Buddy Austin

Personal information
- Born: Austin Wesley Rapes February 27, 1929 Lovejoy, Georgia, U.S.
- Died: August 12, 1981 (aged 52) San Joaquin, California, U.S.
- Cause of death: Myocardial infarction
- Spouse: Carmelita Rogers

Professional wrestling career
- Ring name(s): Austin Rogers Buddy Austin Bulldog Austin Francis Gabor Frank Gabor Frankie Gabor
- Billed height: 6 ft 2 in (188 cm)
- Billed weight: 240 lb (109 kg)
- Trained by: Roy Graham
- Debut: 1956
- Retired: March 30, 1977

= Buddy Austin =

American professional wrestler

Austin Wesley Rogers (born Austin Wesley Rapes; February 27, 1929 – August 13, 1981) was an American professional wrestler, better known by the ring name "Killer" Buddy Austin. He is best known for his appearances with the Los Angeles, California-based Worldwide Wrestling Associates promotion in the mid-1960s, where he held the WWA World Heavyweight Championship and the WWA World Tag Team Championship on three occasions each.

== Early life ==
Rogers was born Austin Wesley Rapes in Lovejoy, Georgia. Prior to beginning his professional wrestling career, he served in the United States Navy.

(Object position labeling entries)
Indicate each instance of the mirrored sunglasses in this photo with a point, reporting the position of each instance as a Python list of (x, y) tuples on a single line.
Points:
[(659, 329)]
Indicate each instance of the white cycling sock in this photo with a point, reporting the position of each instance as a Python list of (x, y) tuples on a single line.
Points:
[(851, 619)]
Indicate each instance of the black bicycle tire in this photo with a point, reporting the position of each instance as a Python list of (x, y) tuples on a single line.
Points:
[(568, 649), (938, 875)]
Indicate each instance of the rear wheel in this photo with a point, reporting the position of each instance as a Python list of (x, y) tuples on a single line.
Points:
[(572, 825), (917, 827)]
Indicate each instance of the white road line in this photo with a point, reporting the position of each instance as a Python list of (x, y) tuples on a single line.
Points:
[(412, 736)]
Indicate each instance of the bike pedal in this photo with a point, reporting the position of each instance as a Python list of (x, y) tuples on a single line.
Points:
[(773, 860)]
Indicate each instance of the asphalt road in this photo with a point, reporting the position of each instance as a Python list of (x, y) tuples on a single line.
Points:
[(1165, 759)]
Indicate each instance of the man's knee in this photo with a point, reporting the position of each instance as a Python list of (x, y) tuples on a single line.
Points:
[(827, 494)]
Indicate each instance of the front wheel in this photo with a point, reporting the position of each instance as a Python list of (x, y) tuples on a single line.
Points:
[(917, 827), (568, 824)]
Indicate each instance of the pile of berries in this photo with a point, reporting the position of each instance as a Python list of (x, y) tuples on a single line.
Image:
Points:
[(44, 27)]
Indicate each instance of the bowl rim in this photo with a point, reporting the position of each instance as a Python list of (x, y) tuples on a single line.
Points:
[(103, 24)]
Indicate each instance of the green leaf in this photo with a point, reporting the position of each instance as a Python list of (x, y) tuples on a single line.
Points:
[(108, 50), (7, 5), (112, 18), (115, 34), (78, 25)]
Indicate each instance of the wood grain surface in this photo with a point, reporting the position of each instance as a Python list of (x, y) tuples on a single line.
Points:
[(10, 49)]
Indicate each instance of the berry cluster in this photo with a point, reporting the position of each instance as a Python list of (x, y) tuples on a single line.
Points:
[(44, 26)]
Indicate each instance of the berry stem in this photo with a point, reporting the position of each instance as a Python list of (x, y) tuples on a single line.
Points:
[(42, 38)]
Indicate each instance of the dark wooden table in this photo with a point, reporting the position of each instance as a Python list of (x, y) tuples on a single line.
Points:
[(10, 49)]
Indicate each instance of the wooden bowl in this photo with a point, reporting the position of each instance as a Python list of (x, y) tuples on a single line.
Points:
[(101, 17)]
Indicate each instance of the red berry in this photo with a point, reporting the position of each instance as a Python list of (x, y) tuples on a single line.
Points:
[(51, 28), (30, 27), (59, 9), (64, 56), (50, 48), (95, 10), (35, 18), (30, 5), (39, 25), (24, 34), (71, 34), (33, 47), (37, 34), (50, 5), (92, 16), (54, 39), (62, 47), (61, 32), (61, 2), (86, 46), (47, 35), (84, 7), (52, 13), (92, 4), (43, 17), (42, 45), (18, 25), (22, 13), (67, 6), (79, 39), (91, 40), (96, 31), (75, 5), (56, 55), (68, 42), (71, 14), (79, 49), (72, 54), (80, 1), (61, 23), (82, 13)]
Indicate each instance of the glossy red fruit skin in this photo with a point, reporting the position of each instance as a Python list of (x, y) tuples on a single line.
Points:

• **Job 1**: According to the Buddy Austin article, what did he do before beginning his professional wrestling career?
• **Job 2**: Do these statements agree with the Buddy Austin article? (a) He was born in Lovejoy, Georgia. (b) He made his wrestling debut in 1966. (c) He held the WWA World Heavyweight Championship on three occasions.
• **Job 3**: Carry on writing the Buddy Austin article from its last sentence.

• **Reply 1**: He served in the United States Navy.

• **Reply 2**:
(a) Yes: "Rogers was born Austin Wesley Rapes in Lovejoy, Georgia."
(b) No: "Debut: 1956"
(c) Yes: "he held the WWA World Heavyweight Championship and the WWA World Tag Team Championship on three occasions each."

• **Reply 3**:
== Professional wrestling career ==

=== Early career (1956–1962) ===
Rogers was trained by Roy Graham, making his professional wrestling debut in 1956. Early in his career, he wrestled under the ring name "Frankie Gabor", teaming with Johnny Gabor as "the Gabor Brothers". By the late-1950s, Rogers had adopted the ring name "Buddy Austin", nicknaming himself "the Golden Gladiator" in reference to his bleached blond hair. During this time, he trained future NWA World Heavyweight Champion Harley Race while working for Gust Karras in the Midwest.

In 1961, Austin began wrestling for Heart of America Sports Attractions as "Bulldog Austin", briefly holding the NWA Central States Tag Team Championship. In mid-1961, he reverted to "Buddy Austin", and in June 1961 he was awarded the vacant NWA Central States Heavyweight Championship. He held the championship until November 1961, when he was defeated by Sonny Myers. Austin won the championship a second time that month, defeating Tarzan Tyler, His second reign lasted until February 1962, when he lost to Ray Gordon.

Austin made his first tour of Japan with the Japan Wrestling Association in 1962, competing in the fourth annual World Big League. In June 1962, Austin and Mike Sharpe defeated Rikidōzan and Toyonobori to win the All Asia Tag Team Championship. They held the championship for slightly under a month before losing to Rikidōzan and Toyonobori in a rematch.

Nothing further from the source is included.